— What the task requires —
Reproduce the records below exactly as given.
── Records provided ──
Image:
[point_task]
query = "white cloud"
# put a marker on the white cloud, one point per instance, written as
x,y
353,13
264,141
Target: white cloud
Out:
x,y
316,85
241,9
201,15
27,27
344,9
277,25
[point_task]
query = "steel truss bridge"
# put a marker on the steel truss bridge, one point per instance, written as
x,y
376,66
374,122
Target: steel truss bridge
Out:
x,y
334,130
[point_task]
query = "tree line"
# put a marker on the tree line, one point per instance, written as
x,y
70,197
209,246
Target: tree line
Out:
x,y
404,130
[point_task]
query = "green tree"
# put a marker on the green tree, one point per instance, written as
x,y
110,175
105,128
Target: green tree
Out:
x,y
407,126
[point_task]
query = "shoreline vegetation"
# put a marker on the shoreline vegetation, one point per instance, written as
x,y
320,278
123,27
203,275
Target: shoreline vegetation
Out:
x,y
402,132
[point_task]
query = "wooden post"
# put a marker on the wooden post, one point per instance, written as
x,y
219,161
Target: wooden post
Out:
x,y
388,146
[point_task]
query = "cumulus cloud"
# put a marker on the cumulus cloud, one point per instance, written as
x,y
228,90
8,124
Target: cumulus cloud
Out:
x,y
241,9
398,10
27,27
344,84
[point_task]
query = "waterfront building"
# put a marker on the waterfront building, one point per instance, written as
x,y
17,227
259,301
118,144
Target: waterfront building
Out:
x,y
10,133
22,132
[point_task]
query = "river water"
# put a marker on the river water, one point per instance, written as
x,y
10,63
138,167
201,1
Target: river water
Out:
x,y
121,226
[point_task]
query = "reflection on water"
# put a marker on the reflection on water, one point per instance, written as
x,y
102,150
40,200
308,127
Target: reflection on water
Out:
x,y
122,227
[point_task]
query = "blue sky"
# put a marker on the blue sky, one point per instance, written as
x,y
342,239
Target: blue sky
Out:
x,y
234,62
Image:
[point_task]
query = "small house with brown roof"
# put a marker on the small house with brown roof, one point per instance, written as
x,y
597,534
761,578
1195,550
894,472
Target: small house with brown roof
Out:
───
— Task response —
Image:
[point_task]
query = "white cloud"
# put a marker on the white cloud, one point per instance, written as
x,y
353,13
264,141
Target: white cloud
Out:
x,y
316,85
241,9
201,15
27,27
344,9
277,25
[point_task]
query = "steel truss bridge"
# put a marker on the steel truss bridge, one point per instance, written as
x,y
376,66
374,122
Target: steel truss bridge
Out:
x,y
334,130
[point_task]
query = "tree line"
# put a marker on the tree line, one point per instance, written as
x,y
70,197
209,246
Target: tree line
Out:
x,y
404,130
[point_task]
query = "green tree"
# put a marker on the green tree, one point per instance, written as
x,y
110,175
105,128
Target: green tree
Out:
x,y
407,126
[point_task]
query = "shoreline vegetation"
# put a marker on the shoreline vegetation, one point per instance, written as
x,y
320,278
123,27
203,275
Target: shoreline vegetation
Out:
x,y
402,132
[point_task]
query = "wooden post"
# put a marker on the wooden post, one point per instance, written as
x,y
219,161
Target: wooden post
Out:
x,y
388,146
[point_task]
query = "cumulus cloud"
# put a marker on the cumulus cloud, one point per instance, written as
x,y
228,90
8,124
Target: cumulus cloud
Out:
x,y
241,9
398,10
27,27
344,84
[point_task]
query = "waterfront building"
# put a marker on the waterfront building, one point per instance, written as
x,y
17,227
259,301
118,144
Target: waterfront building
Out:
x,y
10,133
22,132
[point_task]
query = "river water"
# put a marker on the river water, one point per instance, written as
x,y
10,63
138,167
201,1
Target: river water
Out:
x,y
121,226
[point_task]
query = "reflection on water"
# put a marker on the reflection on water, one point per instance, written as
x,y
102,150
40,200
308,127
Target: reflection on water
Out:
x,y
122,227
[point_task]
query = "blue sky"
# put a marker on the blue sky, one point per instance, written as
x,y
342,239
Target: blue sky
Out:
x,y
234,62
Image:
[point_task]
query = "small house with brown roof"
# put a marker on the small house with brown roof, one point per instance, written as
x,y
597,534
761,578
1195,550
894,472
Target: small house with brown roof
Out:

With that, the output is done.